>>>

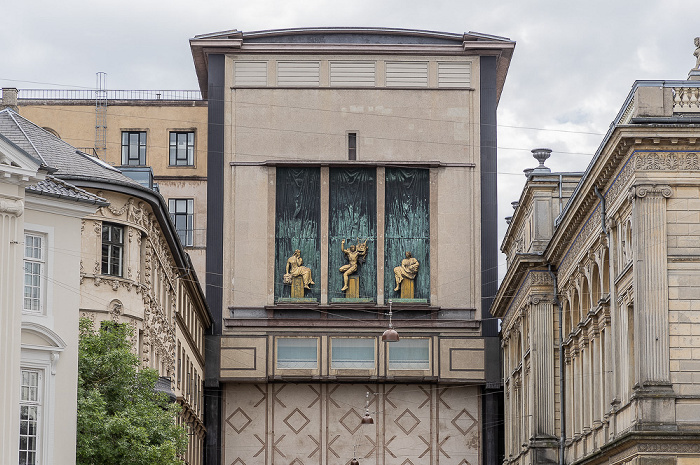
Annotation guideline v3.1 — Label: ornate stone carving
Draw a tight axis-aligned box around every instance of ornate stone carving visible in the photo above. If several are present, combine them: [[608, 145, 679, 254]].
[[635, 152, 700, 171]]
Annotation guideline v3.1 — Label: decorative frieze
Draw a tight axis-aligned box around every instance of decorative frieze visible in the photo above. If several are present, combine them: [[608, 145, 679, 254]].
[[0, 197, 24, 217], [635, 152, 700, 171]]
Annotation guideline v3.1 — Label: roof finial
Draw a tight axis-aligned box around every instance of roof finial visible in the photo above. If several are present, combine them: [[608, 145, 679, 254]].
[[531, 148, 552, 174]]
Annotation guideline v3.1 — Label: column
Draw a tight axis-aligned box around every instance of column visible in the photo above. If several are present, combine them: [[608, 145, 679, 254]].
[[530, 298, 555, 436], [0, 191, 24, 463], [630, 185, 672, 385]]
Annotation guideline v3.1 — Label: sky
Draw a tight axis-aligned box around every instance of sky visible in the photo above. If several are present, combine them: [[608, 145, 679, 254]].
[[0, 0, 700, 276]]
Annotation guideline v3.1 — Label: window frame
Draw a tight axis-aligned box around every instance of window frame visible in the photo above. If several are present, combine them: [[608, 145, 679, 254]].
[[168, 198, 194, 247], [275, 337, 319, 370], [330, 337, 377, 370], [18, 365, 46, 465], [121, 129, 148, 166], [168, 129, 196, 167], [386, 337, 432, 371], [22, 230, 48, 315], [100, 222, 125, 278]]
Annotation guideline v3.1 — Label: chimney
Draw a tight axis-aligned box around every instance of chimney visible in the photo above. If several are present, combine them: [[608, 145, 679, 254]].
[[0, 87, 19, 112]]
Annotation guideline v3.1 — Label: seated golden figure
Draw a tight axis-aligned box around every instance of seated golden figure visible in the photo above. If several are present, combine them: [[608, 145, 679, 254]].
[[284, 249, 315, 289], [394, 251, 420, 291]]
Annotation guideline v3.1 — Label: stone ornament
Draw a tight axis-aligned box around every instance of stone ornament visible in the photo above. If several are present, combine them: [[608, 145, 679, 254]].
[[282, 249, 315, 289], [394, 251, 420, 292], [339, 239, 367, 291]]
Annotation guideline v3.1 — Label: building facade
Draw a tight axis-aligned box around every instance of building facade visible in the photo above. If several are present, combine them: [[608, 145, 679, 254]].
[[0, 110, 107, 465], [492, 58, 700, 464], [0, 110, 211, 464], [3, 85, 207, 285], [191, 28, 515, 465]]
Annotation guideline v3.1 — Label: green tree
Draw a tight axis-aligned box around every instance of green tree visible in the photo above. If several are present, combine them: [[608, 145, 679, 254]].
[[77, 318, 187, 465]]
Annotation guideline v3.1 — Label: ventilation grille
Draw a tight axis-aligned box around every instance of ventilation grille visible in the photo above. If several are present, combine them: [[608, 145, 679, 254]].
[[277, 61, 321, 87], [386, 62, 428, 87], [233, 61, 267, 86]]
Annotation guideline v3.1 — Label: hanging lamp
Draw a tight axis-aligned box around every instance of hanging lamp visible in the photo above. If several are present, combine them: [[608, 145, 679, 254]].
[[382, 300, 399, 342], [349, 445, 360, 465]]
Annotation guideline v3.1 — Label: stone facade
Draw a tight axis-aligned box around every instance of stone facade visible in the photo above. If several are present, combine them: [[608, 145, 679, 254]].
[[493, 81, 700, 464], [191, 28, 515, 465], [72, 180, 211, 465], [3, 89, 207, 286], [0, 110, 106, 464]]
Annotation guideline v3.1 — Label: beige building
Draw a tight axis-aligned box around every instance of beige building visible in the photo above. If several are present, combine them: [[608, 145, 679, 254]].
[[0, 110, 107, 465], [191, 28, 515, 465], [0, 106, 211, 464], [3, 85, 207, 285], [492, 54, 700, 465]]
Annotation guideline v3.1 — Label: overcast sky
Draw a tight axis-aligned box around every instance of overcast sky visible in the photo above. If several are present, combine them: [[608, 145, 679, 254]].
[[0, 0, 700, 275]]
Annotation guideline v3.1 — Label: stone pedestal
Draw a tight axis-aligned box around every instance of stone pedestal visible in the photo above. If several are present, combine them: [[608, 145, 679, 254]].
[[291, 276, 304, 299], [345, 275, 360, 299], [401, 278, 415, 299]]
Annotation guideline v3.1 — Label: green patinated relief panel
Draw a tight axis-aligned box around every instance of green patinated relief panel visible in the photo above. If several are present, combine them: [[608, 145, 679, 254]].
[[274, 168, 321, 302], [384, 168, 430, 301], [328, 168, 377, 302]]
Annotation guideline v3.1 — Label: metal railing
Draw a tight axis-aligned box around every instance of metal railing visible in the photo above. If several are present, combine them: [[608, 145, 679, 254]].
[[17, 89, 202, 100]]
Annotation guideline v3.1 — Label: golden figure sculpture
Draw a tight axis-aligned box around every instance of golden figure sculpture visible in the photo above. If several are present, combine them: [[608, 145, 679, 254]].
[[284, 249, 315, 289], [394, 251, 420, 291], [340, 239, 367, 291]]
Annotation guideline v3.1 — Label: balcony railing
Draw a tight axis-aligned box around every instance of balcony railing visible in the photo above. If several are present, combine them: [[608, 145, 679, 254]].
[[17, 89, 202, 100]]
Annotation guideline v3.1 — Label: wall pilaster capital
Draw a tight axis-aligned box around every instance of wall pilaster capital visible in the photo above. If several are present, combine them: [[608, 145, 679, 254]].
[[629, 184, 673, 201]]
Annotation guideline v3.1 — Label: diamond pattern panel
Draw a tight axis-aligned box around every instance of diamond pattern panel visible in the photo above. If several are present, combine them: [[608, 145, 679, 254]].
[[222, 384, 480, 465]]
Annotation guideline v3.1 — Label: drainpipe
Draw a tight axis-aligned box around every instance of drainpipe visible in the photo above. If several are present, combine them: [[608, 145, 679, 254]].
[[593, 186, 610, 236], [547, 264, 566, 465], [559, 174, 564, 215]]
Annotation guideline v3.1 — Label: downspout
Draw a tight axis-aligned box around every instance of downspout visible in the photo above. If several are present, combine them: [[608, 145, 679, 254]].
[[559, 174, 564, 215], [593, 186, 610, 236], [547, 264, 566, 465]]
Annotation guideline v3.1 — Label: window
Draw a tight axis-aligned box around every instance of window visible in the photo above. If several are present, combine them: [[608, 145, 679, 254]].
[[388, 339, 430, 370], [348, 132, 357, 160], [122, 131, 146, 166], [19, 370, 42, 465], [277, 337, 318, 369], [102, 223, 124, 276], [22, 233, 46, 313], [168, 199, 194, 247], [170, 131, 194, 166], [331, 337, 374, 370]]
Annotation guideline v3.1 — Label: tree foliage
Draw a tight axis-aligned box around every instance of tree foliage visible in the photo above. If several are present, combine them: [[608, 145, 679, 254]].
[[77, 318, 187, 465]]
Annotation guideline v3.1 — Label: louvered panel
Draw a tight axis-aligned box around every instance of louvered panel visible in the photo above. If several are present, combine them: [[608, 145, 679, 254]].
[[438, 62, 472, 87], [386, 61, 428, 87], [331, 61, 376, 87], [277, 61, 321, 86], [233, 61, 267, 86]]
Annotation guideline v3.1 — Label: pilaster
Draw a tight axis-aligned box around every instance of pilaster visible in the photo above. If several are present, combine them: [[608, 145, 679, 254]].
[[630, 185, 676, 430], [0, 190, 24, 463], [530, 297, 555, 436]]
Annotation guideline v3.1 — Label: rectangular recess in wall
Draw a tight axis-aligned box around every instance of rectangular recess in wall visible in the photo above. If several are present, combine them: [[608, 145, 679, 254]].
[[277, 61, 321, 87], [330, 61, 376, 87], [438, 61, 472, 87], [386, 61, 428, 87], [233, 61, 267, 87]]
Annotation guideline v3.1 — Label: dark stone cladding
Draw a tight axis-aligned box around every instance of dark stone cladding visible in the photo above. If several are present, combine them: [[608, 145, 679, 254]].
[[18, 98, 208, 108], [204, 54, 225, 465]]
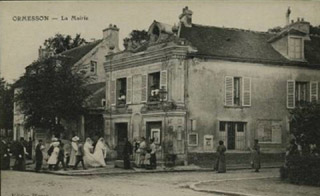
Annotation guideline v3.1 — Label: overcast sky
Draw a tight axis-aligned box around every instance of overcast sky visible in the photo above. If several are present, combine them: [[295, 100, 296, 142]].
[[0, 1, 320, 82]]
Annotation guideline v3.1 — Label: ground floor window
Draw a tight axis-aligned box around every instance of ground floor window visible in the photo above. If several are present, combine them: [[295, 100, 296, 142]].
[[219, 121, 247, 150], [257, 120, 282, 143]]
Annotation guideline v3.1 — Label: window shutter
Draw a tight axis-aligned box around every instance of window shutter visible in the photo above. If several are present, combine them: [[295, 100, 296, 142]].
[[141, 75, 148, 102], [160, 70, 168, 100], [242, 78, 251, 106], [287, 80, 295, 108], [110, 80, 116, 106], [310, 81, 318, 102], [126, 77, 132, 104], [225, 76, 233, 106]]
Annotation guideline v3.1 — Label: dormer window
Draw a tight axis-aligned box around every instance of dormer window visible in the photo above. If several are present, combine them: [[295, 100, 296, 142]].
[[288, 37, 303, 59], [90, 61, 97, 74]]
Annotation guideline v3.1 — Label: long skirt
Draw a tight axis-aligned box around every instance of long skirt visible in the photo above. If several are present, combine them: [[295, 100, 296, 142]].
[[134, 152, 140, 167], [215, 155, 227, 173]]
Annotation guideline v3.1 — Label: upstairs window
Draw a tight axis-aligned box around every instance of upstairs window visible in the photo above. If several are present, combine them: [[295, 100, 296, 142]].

<<<

■ Exercise requirements:
How many lines in the records above contain the word "ventilation"? Reply with the number alone.

■ Answer for this exercise:
2